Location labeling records
########
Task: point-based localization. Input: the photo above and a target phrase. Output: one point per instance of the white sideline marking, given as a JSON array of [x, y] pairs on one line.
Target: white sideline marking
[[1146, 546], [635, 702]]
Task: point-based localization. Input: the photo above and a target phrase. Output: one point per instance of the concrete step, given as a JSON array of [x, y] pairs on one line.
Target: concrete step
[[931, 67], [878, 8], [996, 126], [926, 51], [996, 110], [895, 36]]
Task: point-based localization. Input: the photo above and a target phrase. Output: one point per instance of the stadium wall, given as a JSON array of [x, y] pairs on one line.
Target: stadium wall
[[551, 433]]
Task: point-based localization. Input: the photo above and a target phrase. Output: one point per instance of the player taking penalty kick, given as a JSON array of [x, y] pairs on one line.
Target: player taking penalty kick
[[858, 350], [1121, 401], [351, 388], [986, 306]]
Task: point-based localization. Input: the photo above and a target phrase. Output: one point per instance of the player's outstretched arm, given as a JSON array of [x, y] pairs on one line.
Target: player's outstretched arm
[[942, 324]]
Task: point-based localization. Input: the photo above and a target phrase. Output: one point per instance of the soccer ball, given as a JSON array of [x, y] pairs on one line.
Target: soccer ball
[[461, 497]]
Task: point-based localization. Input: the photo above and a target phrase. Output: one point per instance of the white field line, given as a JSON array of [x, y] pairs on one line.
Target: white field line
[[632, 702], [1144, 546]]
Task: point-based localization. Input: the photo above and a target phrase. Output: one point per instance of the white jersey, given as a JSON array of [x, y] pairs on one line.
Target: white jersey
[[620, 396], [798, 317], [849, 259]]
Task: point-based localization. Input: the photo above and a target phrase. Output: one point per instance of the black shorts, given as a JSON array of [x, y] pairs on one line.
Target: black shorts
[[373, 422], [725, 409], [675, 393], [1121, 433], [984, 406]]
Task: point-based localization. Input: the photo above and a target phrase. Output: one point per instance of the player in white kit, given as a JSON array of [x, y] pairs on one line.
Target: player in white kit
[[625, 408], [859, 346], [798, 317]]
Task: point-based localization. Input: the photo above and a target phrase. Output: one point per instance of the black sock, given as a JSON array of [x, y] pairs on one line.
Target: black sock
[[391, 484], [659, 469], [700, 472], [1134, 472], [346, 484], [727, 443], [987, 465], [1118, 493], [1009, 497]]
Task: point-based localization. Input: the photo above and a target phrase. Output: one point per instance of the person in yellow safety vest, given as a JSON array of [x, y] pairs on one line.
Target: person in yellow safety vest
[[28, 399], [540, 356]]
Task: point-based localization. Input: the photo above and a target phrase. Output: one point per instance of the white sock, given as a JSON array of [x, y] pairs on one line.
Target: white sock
########
→ **Work to complete**:
Reproduce the entire listing above word for word, keeping every line in its original order.

→ **Correct result**:
Task: point-based localization. Input: the photo above and a target phrase. Output: one point per instance of the white sideline marking, given as a JSON array of [x, y] pairs on one line.
Target: white sideline marking
[[1146, 546], [635, 702]]
Task: point-based localization. Input: the photo above and a target phrase. Output: one point per instance of the concrete step, given as a JSON array of [x, y] pairs on one line.
Target: concrete step
[[931, 67], [878, 8], [996, 126], [926, 51], [996, 110], [895, 36]]
Task: point-based localization. Input: the photo above and a target phrase. Output: one point per instance of the stadium wall, given as a JSON array of [x, y] pairs on one line.
Target: stadium wall
[[551, 433]]
Task: point-based localization. Input: the photo above and a target phrase. Output: one point per instance of the player taking penalty kick, given as a JSON array of [x, y] pairs on one line.
Target: player taking penalty kick
[[858, 350], [1121, 401], [351, 388], [986, 306]]
Task: point-based localization. Input: the photo above and a target phrase. Output: one point per instance of the player's outstretched arm, given as a JSON array of [x, y] pairs on one line.
Target: player's outstretched arm
[[942, 324]]
Task: point-based localization. Input: the photo above and a target phrase. Output: one point per instance of the soccer ball, given as a JSON array of [x, y] pairs on one line.
Target: soccer ball
[[461, 497]]
Task: point-based localization. Input: the photo above and a target phrase. Output: one point per instance of the white field line, given as a JSON array of [x, y] pairs on one line.
Target: white field line
[[632, 702], [1144, 546]]
Task: point-based localization. Input: the photo above and a target phrase. Output: one point per instance of the white jersey, given as a JSON array of [x, y] pairs on one line.
Target: white jersey
[[620, 396], [798, 317], [849, 259]]
Task: point-based localization. Input: the photo above and a target phrase. Output: one point per instance of the black shorts, given as a JSON array of [x, y] pairs on one line.
Target: black shorts
[[373, 422], [725, 409], [675, 393], [1121, 433], [984, 406]]
Task: point-based localization. Input: the photo above and a target phrase. Output: one point per instance of the player in white kit, given as a JSON array of [x, y] pairs on one line.
Target: player in white kit
[[625, 408], [859, 346], [798, 317]]
Task: point-based localization. Input: the photo above and a target phrase. Output: one point per instance of the black sock, given as a JSON array of [x, y] pairs on one line.
Target: black sock
[[391, 484], [659, 469], [700, 472], [1134, 472], [346, 484], [727, 443], [987, 465], [1118, 493], [1009, 497]]
Task: point-based localization. Input: the photo above and a target phrase. Output: one point per instance of the person in yellow safety vest, given as a JSON array of [x, y] pairs on one line.
Target: person in yellow safety vest
[[28, 399], [540, 356]]
Task: point-based localization. Input: the photo above and a target phrase. Output: one point per instance of the white sock, given as a JSON array of [x, y] pairs on one line.
Target: white sock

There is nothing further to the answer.